Please locate each line in the items below that contains the word "laliga", and copy those lines out in full. Letter case matters.

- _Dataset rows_
• • •

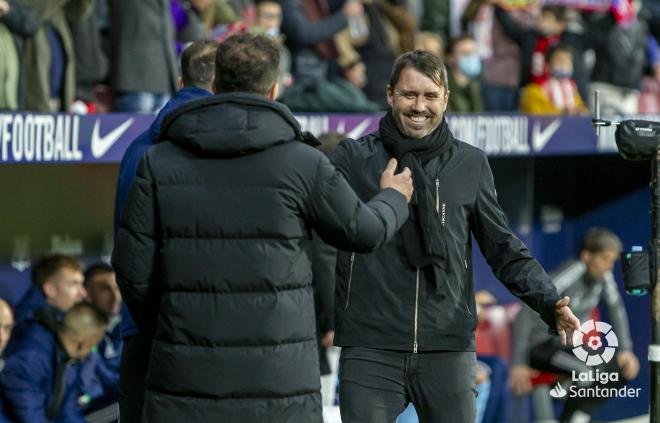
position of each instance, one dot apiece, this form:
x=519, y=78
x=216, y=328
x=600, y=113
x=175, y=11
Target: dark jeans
x=375, y=386
x=132, y=376
x=550, y=356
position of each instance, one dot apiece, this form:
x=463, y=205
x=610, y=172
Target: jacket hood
x=231, y=124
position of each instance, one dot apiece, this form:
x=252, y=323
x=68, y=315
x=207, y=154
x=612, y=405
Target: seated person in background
x=41, y=379
x=463, y=70
x=57, y=282
x=558, y=94
x=103, y=292
x=588, y=282
x=6, y=326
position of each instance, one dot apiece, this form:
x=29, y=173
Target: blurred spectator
x=143, y=60
x=187, y=23
x=309, y=26
x=17, y=21
x=551, y=29
x=269, y=23
x=6, y=326
x=381, y=48
x=436, y=18
x=401, y=24
x=48, y=58
x=588, y=281
x=623, y=46
x=57, y=282
x=197, y=73
x=464, y=68
x=41, y=381
x=246, y=10
x=103, y=292
x=558, y=94
x=430, y=42
x=500, y=80
x=92, y=64
x=215, y=12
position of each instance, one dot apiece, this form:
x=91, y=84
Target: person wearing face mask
x=558, y=94
x=553, y=27
x=464, y=69
x=268, y=23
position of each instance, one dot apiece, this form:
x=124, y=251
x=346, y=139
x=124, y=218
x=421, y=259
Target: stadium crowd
x=533, y=56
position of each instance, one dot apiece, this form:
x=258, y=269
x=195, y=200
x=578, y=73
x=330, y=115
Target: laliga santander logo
x=595, y=343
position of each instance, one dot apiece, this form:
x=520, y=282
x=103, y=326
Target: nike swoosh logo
x=540, y=137
x=358, y=131
x=101, y=144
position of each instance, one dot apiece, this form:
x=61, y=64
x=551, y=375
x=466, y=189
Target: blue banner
x=103, y=138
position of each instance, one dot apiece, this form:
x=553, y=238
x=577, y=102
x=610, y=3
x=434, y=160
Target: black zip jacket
x=383, y=302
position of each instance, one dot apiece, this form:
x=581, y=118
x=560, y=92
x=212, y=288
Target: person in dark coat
x=42, y=378
x=405, y=315
x=143, y=68
x=197, y=72
x=212, y=255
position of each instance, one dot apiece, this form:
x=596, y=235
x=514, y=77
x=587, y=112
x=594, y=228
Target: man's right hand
x=520, y=379
x=401, y=182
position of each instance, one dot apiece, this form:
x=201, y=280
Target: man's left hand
x=566, y=320
x=629, y=364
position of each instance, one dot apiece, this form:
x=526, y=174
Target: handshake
x=401, y=182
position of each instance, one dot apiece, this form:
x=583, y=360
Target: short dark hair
x=559, y=12
x=561, y=47
x=422, y=61
x=600, y=239
x=454, y=42
x=83, y=319
x=247, y=63
x=96, y=269
x=46, y=266
x=198, y=64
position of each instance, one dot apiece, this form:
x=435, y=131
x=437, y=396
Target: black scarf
x=423, y=233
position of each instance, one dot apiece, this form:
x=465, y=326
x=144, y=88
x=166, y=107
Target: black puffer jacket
x=211, y=258
x=384, y=302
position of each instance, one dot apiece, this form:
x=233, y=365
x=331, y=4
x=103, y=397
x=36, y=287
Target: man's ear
x=48, y=289
x=274, y=90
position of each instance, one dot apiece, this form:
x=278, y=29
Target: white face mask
x=273, y=32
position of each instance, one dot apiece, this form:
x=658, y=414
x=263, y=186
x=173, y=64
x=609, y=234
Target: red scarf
x=561, y=93
x=538, y=72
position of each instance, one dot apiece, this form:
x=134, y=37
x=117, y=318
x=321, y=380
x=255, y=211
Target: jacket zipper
x=415, y=344
x=350, y=280
x=437, y=195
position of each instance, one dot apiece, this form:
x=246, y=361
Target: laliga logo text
x=594, y=344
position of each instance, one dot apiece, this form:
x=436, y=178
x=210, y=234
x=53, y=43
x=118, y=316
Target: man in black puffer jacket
x=212, y=258
x=405, y=314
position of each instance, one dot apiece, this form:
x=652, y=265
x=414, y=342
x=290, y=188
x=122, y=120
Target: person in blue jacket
x=197, y=73
x=41, y=381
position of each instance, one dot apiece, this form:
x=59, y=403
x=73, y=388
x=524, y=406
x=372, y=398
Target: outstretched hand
x=566, y=320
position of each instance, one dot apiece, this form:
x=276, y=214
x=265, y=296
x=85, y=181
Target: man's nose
x=419, y=105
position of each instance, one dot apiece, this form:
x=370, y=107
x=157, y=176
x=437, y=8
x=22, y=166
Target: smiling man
x=405, y=314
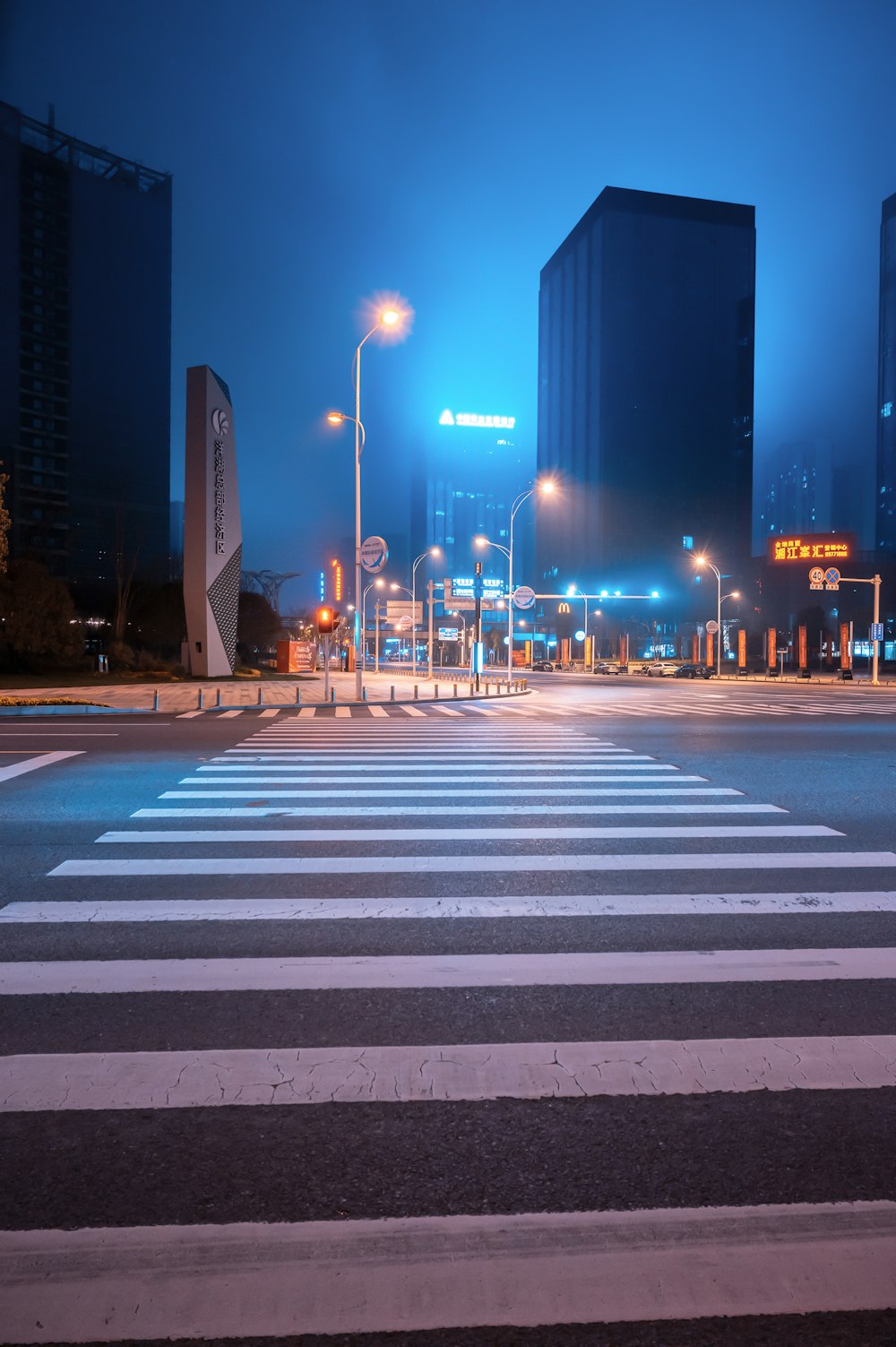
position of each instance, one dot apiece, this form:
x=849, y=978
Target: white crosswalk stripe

• • •

- _EXPECTED ANSWER_
Target: laliga santander logo
Target: laliga logo text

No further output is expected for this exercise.